(Stored records)

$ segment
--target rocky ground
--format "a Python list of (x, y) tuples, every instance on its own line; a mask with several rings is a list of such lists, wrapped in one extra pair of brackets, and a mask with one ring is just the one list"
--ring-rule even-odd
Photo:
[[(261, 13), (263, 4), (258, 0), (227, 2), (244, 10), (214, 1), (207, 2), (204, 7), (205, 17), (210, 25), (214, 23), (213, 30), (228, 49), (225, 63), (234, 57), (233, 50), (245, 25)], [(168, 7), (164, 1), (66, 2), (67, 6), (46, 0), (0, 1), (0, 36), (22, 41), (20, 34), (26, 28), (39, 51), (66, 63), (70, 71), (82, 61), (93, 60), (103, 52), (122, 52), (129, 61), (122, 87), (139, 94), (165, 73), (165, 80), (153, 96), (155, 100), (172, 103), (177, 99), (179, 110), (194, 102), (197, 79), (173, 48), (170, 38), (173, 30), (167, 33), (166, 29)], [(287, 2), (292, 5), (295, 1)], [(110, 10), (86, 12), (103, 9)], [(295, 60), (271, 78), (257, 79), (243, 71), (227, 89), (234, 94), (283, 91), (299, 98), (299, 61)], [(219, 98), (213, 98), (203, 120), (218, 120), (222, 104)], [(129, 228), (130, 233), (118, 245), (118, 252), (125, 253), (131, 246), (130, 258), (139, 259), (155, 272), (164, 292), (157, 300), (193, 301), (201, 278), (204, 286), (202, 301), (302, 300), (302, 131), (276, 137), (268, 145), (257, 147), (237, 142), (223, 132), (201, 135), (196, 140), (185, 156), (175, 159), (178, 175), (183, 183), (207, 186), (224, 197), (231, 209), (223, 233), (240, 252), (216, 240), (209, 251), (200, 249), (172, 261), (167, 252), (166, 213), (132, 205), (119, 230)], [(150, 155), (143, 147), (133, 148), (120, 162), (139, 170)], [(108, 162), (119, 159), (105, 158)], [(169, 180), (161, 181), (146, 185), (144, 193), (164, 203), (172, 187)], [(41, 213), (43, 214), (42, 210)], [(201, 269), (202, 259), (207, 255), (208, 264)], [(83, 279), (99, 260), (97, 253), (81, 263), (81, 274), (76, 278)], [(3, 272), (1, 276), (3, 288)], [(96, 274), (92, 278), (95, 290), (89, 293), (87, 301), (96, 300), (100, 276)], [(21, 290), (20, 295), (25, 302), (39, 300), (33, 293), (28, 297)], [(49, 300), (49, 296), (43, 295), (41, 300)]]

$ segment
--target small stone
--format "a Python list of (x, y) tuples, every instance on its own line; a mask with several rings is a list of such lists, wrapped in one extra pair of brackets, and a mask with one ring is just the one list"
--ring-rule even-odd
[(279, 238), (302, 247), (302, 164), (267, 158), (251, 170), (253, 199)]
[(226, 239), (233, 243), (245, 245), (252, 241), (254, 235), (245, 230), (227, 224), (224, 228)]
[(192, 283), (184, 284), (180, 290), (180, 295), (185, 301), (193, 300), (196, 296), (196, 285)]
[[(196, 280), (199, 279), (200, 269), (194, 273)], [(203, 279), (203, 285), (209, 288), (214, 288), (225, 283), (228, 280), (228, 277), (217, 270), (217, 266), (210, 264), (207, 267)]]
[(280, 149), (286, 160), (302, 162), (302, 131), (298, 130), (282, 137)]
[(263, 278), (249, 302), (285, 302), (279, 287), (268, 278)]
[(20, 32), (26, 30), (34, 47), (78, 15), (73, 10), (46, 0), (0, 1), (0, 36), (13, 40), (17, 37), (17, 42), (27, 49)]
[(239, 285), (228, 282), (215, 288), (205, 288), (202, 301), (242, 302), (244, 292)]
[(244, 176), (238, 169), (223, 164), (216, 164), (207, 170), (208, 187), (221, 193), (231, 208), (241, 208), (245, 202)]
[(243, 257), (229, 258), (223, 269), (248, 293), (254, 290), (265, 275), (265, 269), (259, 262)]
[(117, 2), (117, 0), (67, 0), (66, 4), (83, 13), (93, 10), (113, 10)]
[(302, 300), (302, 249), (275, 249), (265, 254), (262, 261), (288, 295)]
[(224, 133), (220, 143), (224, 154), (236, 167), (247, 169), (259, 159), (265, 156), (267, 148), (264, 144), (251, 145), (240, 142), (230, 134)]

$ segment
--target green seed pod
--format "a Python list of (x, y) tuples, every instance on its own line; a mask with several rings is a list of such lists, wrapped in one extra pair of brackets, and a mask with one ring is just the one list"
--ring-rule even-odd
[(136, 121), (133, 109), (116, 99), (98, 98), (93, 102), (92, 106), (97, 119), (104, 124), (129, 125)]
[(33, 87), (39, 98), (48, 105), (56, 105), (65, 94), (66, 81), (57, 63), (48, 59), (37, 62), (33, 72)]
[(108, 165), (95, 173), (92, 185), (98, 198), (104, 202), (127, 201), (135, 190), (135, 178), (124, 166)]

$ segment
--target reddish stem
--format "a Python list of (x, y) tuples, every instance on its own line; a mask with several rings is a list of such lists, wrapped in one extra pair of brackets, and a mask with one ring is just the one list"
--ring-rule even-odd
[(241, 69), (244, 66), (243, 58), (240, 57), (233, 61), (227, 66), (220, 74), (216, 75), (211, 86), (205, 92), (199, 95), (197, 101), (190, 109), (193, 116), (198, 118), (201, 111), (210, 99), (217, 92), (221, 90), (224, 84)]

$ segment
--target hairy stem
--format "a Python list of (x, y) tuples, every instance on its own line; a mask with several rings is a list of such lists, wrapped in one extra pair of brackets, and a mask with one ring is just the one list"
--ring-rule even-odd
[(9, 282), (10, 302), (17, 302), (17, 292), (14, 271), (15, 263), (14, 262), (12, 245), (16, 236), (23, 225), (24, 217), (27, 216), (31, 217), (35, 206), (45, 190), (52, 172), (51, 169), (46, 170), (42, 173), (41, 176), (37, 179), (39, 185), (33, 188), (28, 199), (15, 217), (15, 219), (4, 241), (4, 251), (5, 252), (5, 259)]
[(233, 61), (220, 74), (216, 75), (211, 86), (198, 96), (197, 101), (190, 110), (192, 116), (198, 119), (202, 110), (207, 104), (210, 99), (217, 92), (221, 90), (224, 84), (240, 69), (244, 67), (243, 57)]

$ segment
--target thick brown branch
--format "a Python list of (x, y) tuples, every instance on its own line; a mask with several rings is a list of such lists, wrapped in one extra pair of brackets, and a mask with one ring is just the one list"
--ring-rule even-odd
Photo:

_Your instructions:_ Please pull out every line of the stored records above that contains the string "target", treating uppercase and lowercase as different.

_Output:_
--target rocky ground
--target small stone
--target green seed pod
--target reddish stem
--target hairy stem
--target thick brown branch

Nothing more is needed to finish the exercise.